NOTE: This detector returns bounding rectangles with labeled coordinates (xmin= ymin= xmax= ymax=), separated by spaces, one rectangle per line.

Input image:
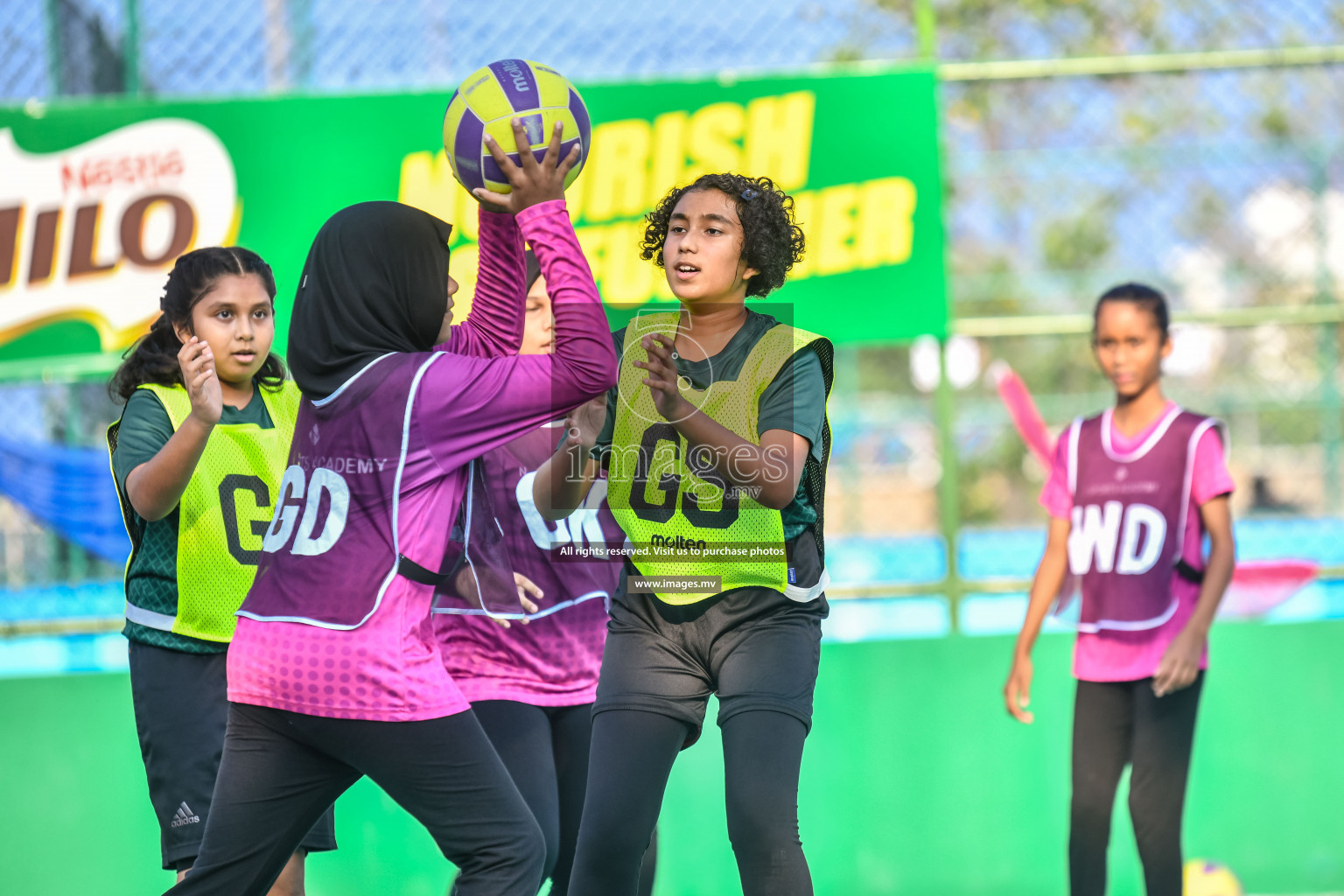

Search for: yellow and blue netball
xmin=444 ymin=60 xmax=592 ymax=193
xmin=1186 ymin=858 xmax=1242 ymax=896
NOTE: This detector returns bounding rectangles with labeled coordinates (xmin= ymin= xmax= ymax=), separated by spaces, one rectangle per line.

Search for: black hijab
xmin=286 ymin=201 xmax=452 ymax=400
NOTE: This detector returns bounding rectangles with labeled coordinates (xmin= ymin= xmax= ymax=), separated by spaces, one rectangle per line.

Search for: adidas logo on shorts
xmin=168 ymin=802 xmax=200 ymax=828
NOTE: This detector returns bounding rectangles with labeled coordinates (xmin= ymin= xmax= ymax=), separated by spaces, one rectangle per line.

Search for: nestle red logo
xmin=60 ymin=149 xmax=183 ymax=192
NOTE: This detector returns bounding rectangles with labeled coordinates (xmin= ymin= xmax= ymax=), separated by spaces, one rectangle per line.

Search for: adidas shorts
xmin=130 ymin=640 xmax=336 ymax=871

=====

▶ **PROMPT**
Rewrite all of the rows above, changing every "detector" to "locator" and keeping everything else the same. Leave the pictures out.

▶ **CORRECT RESULT**
NOTE: This locator returns bounding rectangles with labeled coordinates (xmin= ymin= xmax= ymax=), separated by spaces, one rectangle per line.

Input image:

Search for: yellow and blue netball
xmin=444 ymin=60 xmax=592 ymax=193
xmin=1186 ymin=858 xmax=1242 ymax=896
NOTE: This locator returns bounding rectangles with labeled coordinates (xmin= ymin= xmax= ymax=), separated by spaces, one rectangle per line.

Search for: black hijab
xmin=286 ymin=201 xmax=452 ymax=400
NOTE: This locator returns bounding rectangles with labeled coordinates (xmin= ymin= xmax= ymax=), separated by spaces, one rectangle per line.

Search for: adidas logo on shorts
xmin=168 ymin=802 xmax=200 ymax=828
NOTE: This locator returns bounding rectangles with labeled coordinates (xmin= ymin= xmax= ymax=), separated by spaces, one rectangle per line.

Search for: nestle red logo
xmin=60 ymin=149 xmax=183 ymax=192
NOTE: This locator returns bounding rectangles with labeled coordinates (xmin= ymin= xmax= ymax=), separated by spaces, one rectangle per line.

Search for: adidas shorts
xmin=130 ymin=640 xmax=336 ymax=871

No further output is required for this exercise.